Reproduce the entire post about stopping at Seneca Rocks, word for word.

* _DOCUMENT EXTRACT_:
┄┄┄┄┄┄┄┄┄┄
Taking a break on the drive from Charleston, WV.

There are several routes between home and the Charleston area.  The shortest, 329 miles and (according to Google) 6 hours non-stop, passes by Seneca Rocks.  It’s roughly half way so it makes a nice break in the drive.

The rocks are a quartzite formation that almost looks like a blade slicing up through the surrounding countryside.  The current satellite view on Google Maps shows this well.

Seneca Rocks

Seneca Rocks and the North Branch of the South Fork of the Potomac River

On the way home last Friday I stopped and spent about 1 1/2 hours just walking around.  It was a pretty dreary day so I was shooting with the hope of coming up with a decent black & white shot, as well as some close-up shots of whatever else caught my attention.

For Distant Viewing

In 1943 and 1944 Seneca Rocks was a training area for the 10th Mountain Division.
┄┄┄┄┄┄┄┄┄┄
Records
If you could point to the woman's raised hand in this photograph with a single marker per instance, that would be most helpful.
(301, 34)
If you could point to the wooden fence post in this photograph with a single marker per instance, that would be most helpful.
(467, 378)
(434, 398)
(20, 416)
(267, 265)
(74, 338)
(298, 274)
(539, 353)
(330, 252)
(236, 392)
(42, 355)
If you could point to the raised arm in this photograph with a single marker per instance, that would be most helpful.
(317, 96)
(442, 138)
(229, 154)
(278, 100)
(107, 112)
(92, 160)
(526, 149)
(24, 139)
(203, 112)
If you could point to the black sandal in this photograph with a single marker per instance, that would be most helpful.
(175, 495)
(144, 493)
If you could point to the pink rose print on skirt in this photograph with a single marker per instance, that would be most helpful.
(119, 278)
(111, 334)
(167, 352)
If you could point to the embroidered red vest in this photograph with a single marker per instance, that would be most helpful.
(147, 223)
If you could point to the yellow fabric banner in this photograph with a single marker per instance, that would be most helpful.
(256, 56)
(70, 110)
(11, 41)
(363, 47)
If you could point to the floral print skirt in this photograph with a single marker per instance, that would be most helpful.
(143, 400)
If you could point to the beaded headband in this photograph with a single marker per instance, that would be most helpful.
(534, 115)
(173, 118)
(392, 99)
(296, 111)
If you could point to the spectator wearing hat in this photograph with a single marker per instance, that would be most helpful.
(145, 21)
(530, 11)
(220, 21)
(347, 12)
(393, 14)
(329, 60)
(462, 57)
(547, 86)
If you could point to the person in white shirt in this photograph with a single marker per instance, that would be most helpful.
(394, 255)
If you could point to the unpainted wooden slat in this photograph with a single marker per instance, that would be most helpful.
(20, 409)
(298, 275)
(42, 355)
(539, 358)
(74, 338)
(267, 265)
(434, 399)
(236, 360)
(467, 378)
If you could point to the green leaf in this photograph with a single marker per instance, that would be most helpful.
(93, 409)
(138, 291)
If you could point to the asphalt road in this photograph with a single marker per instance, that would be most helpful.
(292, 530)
┄┄┄┄┄┄┄┄┄┄
* _SOLUTION FOR THIS TASK_:
Taking a break on the drive from Charleston, WV.

There are several routes between home and the Charleston area.  The shortest, 329 miles and (according to Google) 6 hours non-stop, passes by Seneca Rocks.  It’s roughly half way so it makes a nice break in the drive.

The rocks are a quartzite formation that almost looks like a blade slicing up through the surrounding countryside.  The current satellite view on Google Maps shows this well.

Seneca Rocks

Seneca Rocks and the North Branch of the South Fork of the Potomac River

On the way home last Friday I stopped and spent about 1 1/2 hours just walking around.  It was a pretty dreary day so I was shooting with the hope of coming up with a decent black & white shot, as well as some close-up shots of whatever else caught my attention.

For Distant Viewing

In 1943 and 1944 Seneca Rocks was a training area for the 10th Mountain Division.